EXCERPT:
* Start *
FX Hedge Provider: International Bank
of Taipei
Account Bank: Hua Nan Commercial Bank
NIF Underwriter and Purchaser of the
Notes: China Bills Finance Corporation
Liquidity Facility Providers: International
Bank of Taipei and Bank Sinopac
Arranger: Societe Generale, Taipei
Branch and Industrial Bank of Taiwan
Rationale
The rating addresses
the full and timely payment of interest and the ultimate repayment
of principal by the final legal maturity date of the ABCP Notes
issued by the SPT, which are secured by a revolving portfolio of
New Taiwan dollar (NTD) and/or U.S. dollar (USD) denominated trade
receivables originated by World Peace Industrial (WPI), an unrated
seller. The receivables trustee, Land Bank of Taiwan, issued discounted
Notes with a tenor of one month on the closing date and will continue
to issue such Notes with a typical tenor of one month on a monthly
basis.
* End *
DATASET ROWS:
* Start *
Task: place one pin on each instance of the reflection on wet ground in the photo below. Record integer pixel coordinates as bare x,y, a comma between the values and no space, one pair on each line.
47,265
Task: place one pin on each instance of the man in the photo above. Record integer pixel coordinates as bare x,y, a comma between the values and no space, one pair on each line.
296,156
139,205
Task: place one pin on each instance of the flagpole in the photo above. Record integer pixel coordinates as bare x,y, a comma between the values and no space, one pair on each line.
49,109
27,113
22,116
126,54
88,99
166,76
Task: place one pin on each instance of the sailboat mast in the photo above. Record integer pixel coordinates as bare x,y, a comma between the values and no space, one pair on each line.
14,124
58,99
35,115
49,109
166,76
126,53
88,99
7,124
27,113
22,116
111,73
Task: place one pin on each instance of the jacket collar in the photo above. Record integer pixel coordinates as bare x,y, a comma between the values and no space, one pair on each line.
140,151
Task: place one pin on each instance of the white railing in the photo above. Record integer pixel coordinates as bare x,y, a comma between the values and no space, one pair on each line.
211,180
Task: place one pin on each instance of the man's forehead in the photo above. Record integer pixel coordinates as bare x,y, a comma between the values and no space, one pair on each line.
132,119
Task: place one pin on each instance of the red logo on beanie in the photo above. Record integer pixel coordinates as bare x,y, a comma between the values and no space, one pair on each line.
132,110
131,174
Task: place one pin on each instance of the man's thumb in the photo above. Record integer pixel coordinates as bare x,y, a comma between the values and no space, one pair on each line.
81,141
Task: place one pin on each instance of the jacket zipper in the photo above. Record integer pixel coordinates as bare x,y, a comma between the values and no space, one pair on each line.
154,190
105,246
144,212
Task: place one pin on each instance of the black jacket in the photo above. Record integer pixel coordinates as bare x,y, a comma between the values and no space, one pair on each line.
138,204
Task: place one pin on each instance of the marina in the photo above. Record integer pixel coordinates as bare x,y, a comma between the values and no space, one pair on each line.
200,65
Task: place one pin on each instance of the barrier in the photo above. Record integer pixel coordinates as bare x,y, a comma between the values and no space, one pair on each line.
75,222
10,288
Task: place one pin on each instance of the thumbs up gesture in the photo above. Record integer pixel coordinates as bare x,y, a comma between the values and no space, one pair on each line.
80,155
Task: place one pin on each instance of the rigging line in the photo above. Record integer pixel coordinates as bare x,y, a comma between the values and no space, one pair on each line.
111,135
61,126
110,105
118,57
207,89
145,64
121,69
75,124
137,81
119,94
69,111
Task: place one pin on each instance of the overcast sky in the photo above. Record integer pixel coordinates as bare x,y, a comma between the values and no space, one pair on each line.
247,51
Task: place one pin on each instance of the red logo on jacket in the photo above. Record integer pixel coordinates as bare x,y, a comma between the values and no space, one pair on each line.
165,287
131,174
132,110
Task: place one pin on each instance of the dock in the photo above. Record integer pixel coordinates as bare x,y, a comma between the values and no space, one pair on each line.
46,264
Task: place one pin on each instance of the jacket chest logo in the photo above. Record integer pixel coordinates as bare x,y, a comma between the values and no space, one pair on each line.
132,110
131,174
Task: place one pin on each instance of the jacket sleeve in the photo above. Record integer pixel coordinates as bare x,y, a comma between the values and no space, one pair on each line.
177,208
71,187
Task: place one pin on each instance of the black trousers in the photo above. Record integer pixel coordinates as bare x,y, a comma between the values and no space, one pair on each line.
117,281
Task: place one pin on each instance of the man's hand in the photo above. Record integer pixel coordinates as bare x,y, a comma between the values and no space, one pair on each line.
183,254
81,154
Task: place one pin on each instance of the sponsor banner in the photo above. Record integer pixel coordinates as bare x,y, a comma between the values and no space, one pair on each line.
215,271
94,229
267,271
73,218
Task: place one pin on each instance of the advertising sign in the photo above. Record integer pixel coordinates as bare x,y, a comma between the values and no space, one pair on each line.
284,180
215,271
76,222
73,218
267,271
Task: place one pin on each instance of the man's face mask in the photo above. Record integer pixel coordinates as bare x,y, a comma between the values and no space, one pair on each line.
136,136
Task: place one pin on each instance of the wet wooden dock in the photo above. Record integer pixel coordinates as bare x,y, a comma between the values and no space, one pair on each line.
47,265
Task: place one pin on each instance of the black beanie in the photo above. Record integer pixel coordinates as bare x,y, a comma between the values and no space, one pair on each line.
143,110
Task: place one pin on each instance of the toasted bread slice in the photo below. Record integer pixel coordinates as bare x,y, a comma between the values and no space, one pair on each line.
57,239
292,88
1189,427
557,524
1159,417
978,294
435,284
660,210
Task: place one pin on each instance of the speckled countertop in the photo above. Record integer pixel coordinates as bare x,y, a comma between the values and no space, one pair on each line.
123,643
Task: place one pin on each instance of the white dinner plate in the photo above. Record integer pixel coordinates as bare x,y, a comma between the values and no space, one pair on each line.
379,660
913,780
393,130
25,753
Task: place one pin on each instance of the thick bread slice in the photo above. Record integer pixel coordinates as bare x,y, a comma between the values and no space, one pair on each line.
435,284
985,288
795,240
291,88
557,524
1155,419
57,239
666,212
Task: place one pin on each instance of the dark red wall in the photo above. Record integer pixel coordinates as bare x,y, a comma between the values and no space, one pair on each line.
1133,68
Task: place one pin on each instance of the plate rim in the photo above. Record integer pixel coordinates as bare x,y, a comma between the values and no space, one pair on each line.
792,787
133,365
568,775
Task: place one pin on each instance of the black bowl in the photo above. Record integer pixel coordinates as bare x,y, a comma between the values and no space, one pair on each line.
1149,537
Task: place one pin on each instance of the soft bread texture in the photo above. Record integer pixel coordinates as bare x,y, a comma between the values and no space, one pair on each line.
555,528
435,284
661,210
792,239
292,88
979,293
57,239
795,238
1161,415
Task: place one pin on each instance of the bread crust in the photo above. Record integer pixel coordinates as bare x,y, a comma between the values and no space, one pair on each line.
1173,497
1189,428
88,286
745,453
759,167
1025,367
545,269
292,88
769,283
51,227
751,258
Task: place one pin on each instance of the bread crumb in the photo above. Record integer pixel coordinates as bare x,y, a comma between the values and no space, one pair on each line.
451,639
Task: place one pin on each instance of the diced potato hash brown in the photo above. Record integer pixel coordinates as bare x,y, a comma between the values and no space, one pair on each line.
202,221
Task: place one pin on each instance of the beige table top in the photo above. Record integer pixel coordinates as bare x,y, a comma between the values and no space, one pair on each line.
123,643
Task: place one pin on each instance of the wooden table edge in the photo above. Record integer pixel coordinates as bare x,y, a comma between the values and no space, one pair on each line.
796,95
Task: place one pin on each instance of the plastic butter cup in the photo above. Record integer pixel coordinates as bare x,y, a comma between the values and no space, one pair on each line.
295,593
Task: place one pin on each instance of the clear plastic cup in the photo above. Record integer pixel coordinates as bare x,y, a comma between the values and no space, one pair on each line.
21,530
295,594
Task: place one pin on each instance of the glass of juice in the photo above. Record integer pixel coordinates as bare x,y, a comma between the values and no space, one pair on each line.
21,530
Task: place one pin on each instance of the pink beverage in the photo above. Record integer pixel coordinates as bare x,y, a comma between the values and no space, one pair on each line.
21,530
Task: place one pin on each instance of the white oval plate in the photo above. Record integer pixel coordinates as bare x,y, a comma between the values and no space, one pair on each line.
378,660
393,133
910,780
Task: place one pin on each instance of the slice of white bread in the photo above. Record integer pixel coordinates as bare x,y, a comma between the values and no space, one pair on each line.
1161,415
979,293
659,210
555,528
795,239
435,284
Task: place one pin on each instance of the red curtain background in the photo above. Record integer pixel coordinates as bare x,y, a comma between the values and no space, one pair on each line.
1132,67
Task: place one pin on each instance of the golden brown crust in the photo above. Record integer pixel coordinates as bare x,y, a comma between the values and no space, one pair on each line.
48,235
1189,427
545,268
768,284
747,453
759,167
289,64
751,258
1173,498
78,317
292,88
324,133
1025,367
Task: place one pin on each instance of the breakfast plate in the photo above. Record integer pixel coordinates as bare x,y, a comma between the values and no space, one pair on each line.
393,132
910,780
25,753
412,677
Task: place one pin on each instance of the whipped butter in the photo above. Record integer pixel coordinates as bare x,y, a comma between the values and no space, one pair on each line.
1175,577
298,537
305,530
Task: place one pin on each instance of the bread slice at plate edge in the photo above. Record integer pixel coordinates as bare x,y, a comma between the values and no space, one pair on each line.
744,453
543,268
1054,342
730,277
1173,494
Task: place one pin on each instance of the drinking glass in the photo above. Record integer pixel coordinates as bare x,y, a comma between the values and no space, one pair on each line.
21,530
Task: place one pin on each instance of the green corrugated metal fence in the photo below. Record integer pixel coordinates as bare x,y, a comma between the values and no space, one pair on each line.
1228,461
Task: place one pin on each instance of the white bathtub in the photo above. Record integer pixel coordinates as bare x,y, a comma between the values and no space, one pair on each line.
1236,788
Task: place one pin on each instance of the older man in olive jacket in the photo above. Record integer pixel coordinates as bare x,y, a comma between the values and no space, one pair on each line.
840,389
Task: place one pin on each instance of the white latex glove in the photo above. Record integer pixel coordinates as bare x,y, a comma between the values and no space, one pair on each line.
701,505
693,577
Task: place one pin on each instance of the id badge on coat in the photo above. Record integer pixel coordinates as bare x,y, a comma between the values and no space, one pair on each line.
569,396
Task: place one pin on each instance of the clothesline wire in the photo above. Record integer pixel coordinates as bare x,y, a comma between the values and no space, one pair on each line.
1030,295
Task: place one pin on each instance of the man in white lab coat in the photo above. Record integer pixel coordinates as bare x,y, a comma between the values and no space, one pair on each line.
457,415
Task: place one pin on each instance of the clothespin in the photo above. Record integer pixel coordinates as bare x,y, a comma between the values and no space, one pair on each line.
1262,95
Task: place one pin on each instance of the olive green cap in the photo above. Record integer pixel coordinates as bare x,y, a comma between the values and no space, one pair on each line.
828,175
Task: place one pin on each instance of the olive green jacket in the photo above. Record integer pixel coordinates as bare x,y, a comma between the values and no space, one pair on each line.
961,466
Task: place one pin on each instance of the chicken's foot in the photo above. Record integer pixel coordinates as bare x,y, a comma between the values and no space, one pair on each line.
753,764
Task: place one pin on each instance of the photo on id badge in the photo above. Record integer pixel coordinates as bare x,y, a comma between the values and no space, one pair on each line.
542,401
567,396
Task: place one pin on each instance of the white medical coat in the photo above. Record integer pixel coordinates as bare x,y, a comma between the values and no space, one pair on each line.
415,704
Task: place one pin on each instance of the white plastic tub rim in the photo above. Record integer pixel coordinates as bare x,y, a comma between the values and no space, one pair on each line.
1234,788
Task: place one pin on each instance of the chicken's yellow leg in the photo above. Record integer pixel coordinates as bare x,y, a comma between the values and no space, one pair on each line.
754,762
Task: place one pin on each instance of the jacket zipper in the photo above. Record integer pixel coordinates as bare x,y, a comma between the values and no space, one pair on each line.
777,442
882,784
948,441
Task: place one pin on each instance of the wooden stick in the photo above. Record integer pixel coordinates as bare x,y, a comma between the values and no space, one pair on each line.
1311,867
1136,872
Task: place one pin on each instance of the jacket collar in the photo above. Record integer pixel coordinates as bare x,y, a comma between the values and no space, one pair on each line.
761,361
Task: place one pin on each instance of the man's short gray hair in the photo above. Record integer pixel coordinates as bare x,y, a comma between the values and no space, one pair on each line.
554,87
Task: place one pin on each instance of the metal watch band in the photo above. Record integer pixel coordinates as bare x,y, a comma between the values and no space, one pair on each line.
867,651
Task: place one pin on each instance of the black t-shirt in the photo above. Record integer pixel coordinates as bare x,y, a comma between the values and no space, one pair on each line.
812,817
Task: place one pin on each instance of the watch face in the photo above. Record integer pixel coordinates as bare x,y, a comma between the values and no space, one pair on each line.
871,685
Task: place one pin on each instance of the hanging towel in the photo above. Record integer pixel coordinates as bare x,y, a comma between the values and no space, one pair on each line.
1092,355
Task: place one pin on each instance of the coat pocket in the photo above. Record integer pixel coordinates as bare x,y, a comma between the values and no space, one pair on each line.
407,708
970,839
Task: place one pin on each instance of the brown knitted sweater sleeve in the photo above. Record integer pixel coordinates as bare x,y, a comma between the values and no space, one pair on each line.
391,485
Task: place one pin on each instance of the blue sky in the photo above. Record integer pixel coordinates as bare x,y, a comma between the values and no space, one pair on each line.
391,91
* End *
OBJECTIVES:
A) Answer these from the excerpt on the ABCP Notes, one line each:
(i) Which bank serves as the account bank?
(ii) Which company originated the trade receivables?
(iii) What typical tenor do the Notes have?
B) Turn the paragraph of the ABCP Notes excerpt that begins "The rating addresses" into a short list that keeps its main facts.
C) Extend the rating rationale for the ABCP Notes, picking up right after its last sentence.

OUTPUTS:
A)
(i) Hua Nan Commercial Bank
(ii) World Peace Industrial (WPI)
(iii) One month

B)
- The rating covers full and timely payment of interest and ultimate repayment of principal by the final legal maturity date of the ABCP Notes issued by the SPT.
- The Notes are secured by a revolving portfolio of NTD and/or USD trade receivables.
- The receivables were originated by World Peace Industrial (WPI), an unrated seller.
- The receivables trustee, Land Bank of Taiwan, issued discounted one-month Notes on the closing date.
- It will keep issuing such Notes, typically with a one-month tenor, every month.

C)
The rating on the Notes
to be purchased by the Notes Issuance Facility (NIF) Provider, China
Bills Finance Corporation (China BFC), reflects the following:
- The dynamic resetting mechanism
for credit enhancement based on portfolio performance. The credit
enhancement is sufficient to mitigate credit risks associated
with the trade receivables;
- The liquidity facilities, which
will fund any shortfalls other than shortfalls that arise due
to obligor default, are subject to liquidity funding tests. Regarding
other risks, the Liquidity Facility Providers will take on commingling
risk, obligor set-off risks, servicer transition risk, and receivables
dilution risk, China BFC default risk, f/x swap counterparty default
risk, other counterparty risk and f/x risk. In the case of some
but not all of the aforementioned risks, the Liquidity Facility
Providers have negotiated a certain level of extra credit enhancement
to reduce their own exposure;
- The requirement for ongoing periodic
servicer audits and eligibility audits;
- The financial strength of the Liquidity
Facility Providers, eligible investments and bank account providers
meet the minimum rating requirements;
- The contract with Land Bank of Taiwan
as the Back-up Servicer; and
- The requirement for bring-down opinions
(legal opinions) on an annual basis at a minimum.
Transaction Overview
The receivables trustee,
Land Bank of Taiwan, has established a new SPT to purchase a revolving
portfolio of trade receivables from eligible obligors over a four-year
period from WPI. The transfer covers all receivables arising from
designated eligible obligors. Those receivables that are ineligible
are funded by way of seller trust certificates. The trustee funds
the eligible receivables mainly by issuing NTD denominated senior
certificates in the form of short-term Notes to China BFC under
a committed NIF Facility. China BFC either holds or sells the short-term
Notes.
The portfolio is serviced
by the originator, WPI, until a servicer termination event occurs,
whereupon the initial Servicer would be replaced by Land Bank of
Taiwan as Back-up Servicer. The quality of the servicer is monitored
through servicer audits, which will be conducted on a semi-annual
basis at a minimum.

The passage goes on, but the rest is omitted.